» **Short problem**
Give again the lines from the line with "the man's face" to the last line of the records, exactly and in full. Do not carry over any pictures.

» **Task input**
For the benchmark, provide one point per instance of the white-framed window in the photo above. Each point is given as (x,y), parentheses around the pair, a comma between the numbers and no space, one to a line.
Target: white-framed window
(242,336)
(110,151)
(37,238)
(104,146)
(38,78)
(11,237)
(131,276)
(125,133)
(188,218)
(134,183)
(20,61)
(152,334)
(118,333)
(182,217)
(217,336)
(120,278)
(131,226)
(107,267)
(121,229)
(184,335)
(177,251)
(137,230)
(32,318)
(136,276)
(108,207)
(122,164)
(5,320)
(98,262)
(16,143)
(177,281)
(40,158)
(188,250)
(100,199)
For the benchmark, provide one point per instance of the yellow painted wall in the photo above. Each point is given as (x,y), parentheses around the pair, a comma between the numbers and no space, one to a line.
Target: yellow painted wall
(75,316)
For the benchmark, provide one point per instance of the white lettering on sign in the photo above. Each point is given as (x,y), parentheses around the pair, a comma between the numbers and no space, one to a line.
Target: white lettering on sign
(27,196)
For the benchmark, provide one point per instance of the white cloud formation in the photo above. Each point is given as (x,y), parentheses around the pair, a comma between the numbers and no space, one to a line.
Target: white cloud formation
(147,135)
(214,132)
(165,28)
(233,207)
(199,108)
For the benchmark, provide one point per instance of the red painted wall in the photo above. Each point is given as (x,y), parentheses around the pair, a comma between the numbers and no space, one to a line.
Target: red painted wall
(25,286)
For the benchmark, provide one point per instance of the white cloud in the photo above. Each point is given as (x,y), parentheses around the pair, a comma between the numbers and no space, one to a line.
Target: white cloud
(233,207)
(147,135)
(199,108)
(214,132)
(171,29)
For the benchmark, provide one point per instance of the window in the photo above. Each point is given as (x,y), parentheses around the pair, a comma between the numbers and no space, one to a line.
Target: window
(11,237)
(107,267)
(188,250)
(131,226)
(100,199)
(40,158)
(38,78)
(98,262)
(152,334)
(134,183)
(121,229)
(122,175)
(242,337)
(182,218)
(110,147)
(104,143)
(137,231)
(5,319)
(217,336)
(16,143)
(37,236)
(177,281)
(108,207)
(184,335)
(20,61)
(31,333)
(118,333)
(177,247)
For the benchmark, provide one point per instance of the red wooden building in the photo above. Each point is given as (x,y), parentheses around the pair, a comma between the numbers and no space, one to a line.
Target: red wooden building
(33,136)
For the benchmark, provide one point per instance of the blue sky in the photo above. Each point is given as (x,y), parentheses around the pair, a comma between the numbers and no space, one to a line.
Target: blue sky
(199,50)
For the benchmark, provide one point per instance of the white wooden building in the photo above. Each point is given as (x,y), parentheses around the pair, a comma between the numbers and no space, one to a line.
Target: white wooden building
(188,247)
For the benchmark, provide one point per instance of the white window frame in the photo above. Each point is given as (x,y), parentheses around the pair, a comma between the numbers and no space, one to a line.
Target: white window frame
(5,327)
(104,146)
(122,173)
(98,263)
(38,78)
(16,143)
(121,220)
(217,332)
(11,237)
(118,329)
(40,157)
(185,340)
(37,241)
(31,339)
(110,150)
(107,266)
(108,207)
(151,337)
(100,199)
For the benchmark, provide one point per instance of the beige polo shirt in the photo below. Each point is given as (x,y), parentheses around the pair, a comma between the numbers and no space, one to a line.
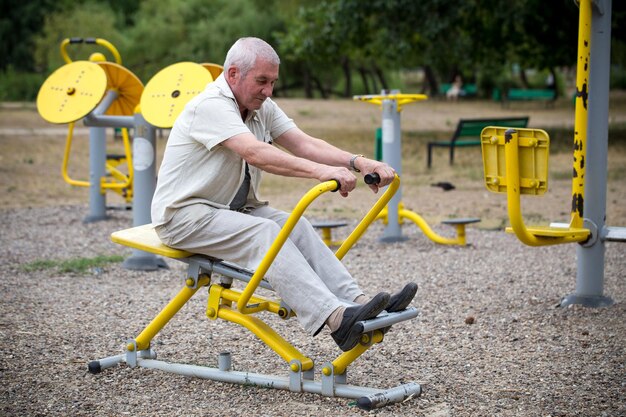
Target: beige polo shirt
(196,168)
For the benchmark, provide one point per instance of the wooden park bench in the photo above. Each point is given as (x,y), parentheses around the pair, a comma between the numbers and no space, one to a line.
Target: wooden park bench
(467,133)
(522,94)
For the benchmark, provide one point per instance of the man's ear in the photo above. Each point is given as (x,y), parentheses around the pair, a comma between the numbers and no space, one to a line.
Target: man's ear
(231,74)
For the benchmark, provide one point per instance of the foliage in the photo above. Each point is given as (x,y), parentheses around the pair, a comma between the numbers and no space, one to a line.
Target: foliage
(88,20)
(19,84)
(328,47)
(71,266)
(171,31)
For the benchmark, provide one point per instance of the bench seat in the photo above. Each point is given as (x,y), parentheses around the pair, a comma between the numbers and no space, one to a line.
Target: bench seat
(467,133)
(145,238)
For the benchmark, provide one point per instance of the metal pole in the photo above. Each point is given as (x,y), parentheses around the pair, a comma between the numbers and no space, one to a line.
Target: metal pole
(144,184)
(97,171)
(392,155)
(590,255)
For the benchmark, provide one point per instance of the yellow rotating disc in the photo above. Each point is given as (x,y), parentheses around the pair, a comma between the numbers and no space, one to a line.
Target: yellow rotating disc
(170,89)
(214,69)
(71,92)
(128,87)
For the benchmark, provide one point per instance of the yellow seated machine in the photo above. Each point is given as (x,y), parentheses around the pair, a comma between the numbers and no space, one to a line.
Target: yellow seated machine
(240,307)
(516,162)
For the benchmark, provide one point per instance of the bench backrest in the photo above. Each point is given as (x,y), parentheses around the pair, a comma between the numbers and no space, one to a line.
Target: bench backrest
(518,93)
(473,127)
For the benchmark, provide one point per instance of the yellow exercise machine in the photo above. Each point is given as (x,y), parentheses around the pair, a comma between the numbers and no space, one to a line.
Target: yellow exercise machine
(238,306)
(74,91)
(516,162)
(393,215)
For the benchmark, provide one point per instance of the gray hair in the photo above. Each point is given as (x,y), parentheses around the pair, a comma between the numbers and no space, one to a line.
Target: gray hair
(244,53)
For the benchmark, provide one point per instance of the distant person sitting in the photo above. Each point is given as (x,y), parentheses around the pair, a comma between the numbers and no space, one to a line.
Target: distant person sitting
(456,89)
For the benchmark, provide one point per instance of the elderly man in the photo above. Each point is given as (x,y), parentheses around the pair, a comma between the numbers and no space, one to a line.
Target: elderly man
(207,196)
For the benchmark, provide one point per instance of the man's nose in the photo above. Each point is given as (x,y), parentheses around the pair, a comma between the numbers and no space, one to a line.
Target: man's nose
(268,90)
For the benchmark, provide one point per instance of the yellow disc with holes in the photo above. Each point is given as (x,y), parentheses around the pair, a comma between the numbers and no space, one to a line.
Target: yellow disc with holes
(214,69)
(128,87)
(170,89)
(71,92)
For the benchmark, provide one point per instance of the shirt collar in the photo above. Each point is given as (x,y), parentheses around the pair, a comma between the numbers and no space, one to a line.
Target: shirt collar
(225,90)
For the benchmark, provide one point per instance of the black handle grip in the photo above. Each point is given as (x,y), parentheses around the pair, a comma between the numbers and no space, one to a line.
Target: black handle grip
(372,178)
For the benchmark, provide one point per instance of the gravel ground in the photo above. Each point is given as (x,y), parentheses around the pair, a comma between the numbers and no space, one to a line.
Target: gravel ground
(522,355)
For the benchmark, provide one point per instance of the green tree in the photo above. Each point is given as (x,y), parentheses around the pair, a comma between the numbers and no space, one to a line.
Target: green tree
(82,20)
(171,31)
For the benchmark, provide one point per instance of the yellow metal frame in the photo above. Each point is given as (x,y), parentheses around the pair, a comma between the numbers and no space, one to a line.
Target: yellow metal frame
(523,156)
(514,185)
(403,213)
(98,41)
(119,182)
(238,306)
(581,115)
(401,99)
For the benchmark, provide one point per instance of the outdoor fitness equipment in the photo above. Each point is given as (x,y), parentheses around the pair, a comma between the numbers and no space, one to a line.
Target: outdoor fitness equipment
(73,92)
(395,213)
(516,162)
(227,303)
(161,102)
(105,94)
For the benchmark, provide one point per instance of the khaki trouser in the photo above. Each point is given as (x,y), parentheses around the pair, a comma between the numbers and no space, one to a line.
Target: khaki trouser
(306,274)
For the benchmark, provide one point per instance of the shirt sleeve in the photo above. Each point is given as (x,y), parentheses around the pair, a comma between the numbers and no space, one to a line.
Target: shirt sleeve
(214,120)
(279,123)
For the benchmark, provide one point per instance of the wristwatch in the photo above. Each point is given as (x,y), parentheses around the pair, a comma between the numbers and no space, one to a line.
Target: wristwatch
(354,157)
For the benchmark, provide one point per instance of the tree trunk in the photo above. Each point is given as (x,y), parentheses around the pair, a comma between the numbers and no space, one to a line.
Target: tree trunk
(363,75)
(522,77)
(345,65)
(308,87)
(320,87)
(430,81)
(381,76)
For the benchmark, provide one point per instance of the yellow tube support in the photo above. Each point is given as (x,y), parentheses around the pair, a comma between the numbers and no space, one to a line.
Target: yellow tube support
(341,363)
(430,233)
(535,236)
(155,326)
(401,99)
(66,158)
(369,218)
(124,181)
(283,235)
(98,41)
(264,332)
(580,123)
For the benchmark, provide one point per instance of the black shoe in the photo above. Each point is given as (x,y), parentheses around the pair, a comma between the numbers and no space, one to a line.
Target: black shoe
(348,334)
(401,300)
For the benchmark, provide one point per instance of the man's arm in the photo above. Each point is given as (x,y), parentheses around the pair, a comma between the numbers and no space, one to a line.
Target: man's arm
(271,159)
(305,146)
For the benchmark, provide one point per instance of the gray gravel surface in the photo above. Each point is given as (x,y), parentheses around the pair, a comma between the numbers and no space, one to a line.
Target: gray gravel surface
(490,339)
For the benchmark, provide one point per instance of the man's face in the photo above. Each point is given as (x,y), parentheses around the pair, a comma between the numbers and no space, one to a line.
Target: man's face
(257,85)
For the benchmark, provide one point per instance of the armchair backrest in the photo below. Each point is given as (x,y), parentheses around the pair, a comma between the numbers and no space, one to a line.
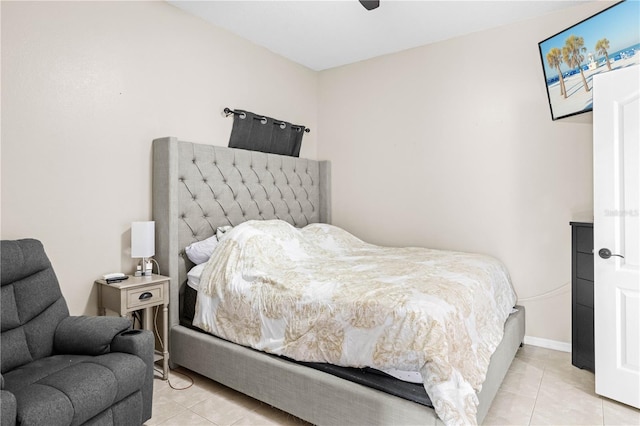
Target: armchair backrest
(32,305)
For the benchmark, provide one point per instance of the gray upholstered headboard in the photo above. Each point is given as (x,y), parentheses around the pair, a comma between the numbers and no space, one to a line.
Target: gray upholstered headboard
(197,188)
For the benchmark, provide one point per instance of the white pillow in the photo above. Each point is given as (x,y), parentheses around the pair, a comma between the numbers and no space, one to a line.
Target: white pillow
(193,276)
(200,251)
(222,230)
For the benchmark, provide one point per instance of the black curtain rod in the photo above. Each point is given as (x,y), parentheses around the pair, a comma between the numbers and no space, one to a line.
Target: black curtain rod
(263,120)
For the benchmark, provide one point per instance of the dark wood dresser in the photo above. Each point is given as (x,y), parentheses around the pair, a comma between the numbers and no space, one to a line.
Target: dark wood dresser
(582,351)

» **Solution below**
For the benchmark, provide one point per instance of the man's face in the photo above. Each point is given as (x,y), parentheses around the pair, a comma between the numbers and no space, one to a line.
Target: man's face
(257,85)
For the benchmark, provide one point per instance of the armchair backrest in the photo below. Each point is given as (x,y), parentheses around the pair, a comma between the numbers and no space, one to a line.
Target: armchair backrest
(32,305)
For the benchmark, provide one point per instance of the gray upholstered headboard in the photo above. Each point is given as (x,y), parentheses around the pair, a comma between the numbers and no space, one to a line.
Target: gray upholstered headboard
(197,188)
For the benchmark, provide one point per instance of the white pillow in the photo above. Each point is given as (x,y), parentheses around the pair, a comma between the numbers and no space, one to a line.
Target: white pillow
(193,276)
(200,251)
(222,230)
For the benchmark, provide one point per instance of the black curtain rod in the photo above. Each point is given as (x,y), parentheses around the pair, a comma between the numbers and no space, one to a line.
Target: black curtain rod
(263,120)
For the benchmark, provide one point per instance of the dark wood dresser in the photo above. Each point is given as (x,y), parentheses around the pair, a comma between the numbers and no space, one to a line.
Target: dark wood dresser
(582,351)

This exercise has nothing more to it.